§ EXCERPTED TEXT
'''

Difference between the unknown empirical cumulative distribution functions in two admixture models

Compute the 'gap' between two unknown cumulative distribution functions (ecdf) at some given point, in admixture models with probability distribution function (pdf) given by l where l = p*f + (1-p)*g. Uses the inversion method to do so, i.e. f = (1/p) (l - (1-p)*g), where g represents the known component of the admixture model and p is the unknown proportion of the unknown component. Therefore, compute: D(z,L1,L2,p1,p2) = F1(z,L1,p1) - F2(z,L2,p2) This measure should be integrated over some domain to compute the global discrepancy, see further information in 'Details' below.

Usage

IBM_gap(z, par, fixed.p1 = NULL, sample1, sample2, comp.dist, comp.param)

Arguments

z: the point at which the difference between both unknown (estimated) component distributions is computed.
par: Numeric vector with two elements, corresponding to the weights of the unknown component for the two admixture models.
fixed.p1: (optional, NULL by default) Arbitrary value chosen by the user for the component weight related to the unknown component of the first admixture model. Only useful for optimization when the known components of the two models are identical (G1=G2, leading to unidimensional optimization).
sample1: Observations of the first sample under study.
sample2: Observations of the second sample under study.
comp.dist: A list with four elements corresponding to the component distributions (specified with R native names for these distributions) involved in the two admixture models. The two first elements refer to the unknown and known components of the 1st admixture model, and the last two ones to those of the second admixture model. If there are unknown elements, they must be specified as 'NULL' objects. For instance, 'comp.dist' could be specified as follows: list(f1=NULL, g1='norm', f2=NULL, g2='norm').

'''

Continue the IBM_gap documentation on admixture models from its last line.

§ GIVEN DATA
'''

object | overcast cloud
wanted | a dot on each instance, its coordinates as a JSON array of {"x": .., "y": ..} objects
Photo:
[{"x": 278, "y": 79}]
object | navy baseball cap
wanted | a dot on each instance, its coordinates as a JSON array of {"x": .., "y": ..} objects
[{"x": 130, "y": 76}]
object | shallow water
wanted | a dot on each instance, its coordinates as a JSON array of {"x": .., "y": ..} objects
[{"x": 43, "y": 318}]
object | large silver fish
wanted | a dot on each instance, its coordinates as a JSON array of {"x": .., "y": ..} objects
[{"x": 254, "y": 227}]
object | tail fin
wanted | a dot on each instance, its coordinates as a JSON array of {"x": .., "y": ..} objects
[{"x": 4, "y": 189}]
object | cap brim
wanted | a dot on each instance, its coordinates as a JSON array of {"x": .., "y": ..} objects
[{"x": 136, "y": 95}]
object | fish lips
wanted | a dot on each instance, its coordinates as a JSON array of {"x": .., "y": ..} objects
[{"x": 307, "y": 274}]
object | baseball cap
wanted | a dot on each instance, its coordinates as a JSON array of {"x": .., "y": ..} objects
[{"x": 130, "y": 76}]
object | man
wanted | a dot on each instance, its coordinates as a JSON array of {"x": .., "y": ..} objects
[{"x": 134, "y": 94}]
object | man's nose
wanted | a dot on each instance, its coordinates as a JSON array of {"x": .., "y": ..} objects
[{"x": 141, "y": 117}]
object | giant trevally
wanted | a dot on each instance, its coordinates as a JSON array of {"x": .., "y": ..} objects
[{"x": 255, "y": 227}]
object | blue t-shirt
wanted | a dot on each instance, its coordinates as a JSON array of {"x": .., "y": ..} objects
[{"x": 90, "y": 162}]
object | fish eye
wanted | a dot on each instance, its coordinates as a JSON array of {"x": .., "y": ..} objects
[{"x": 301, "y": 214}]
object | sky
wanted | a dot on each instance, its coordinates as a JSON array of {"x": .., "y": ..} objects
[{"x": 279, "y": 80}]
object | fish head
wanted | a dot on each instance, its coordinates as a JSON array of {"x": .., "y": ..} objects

'''

§ FINAL RESULT
comp.param: A list with four elements corresponding to the parameters of the component distributions, each element being a list itself. The names used in this list must correspond to the native R argument names for these distributions. The two first elements refer to the parameters of unknown and known components of the 1st admixture model, and the last two ones to those of the second admixture model. If there are unknown elements, they must be specified as 'NULL' objects. For instance, 'comp.param' could be specified as follows: : list(f1=NULL, g1=list(mean=0,sd=1), f2=NULL, g2=list(mean=3,sd=1.1)).

Value

the gap evaluated at the specified point between the unknown components of the two observed samples.

Details

See the paper presenting the IBM approach at the following HAL weblink: https://hal.archives-ouvertes.fr/hal-03201760

Author

Xavier Milhaud xavier.milhaud.research@gmail.com

Examples

list.comp <- list(f1 = 'norm', g1 = 'norm',
                  f2 = 'norm', g2 = 'norm')
list.param <- list(f1 = list(mean = 3, sd = 0.5), g1 = list(mean = 0, sd = 1),
                   f2 = list(mean = 1, sd = 0.1), g2 = list(mean = 5, sd = 2))
sample1 <- rsimmix(n=1500, unknownComp_weight=0.5, comp.dist = list(list.comp$f1,list.comp$g1),
                                                   comp.param=list(list.param$f1,list.param$g1))
sample2 <- rsimmix(n=2000, unknownComp_weight=0.7, comp.dist = list(list.comp$f2,list.comp$g2),
                                                   comp.param=list(list.param$f2,list.param$g2))
IBM_gap(z = 2.8, par = c(0.3,0.6), fixed.p1 = NULL, sample1 = sample1[['mixt.data']],
        sample2 = sample2[['mixt.data']], comp.dist = list.comp, comp.param = list.param)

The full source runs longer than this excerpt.